**Prompt**
Repeat every line of the records below without changing anything, but leave the pictures out.

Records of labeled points

>> Begin

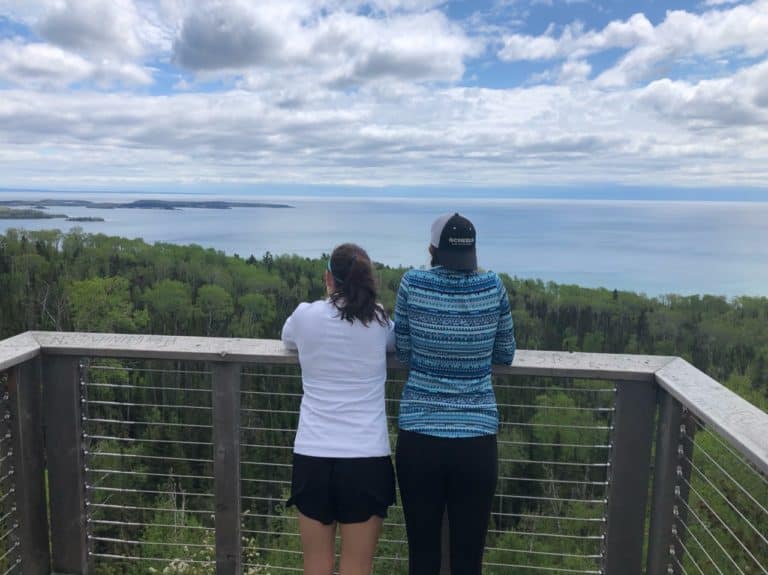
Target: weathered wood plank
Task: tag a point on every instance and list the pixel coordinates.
(741, 423)
(18, 349)
(629, 475)
(25, 401)
(226, 466)
(66, 475)
(527, 362)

>> End

**Result for this exercise**
Target: weathered wood plank
Task: tag a point on every instance and list the pixel coordinates.
(741, 423)
(18, 349)
(629, 475)
(25, 401)
(226, 466)
(66, 475)
(527, 362)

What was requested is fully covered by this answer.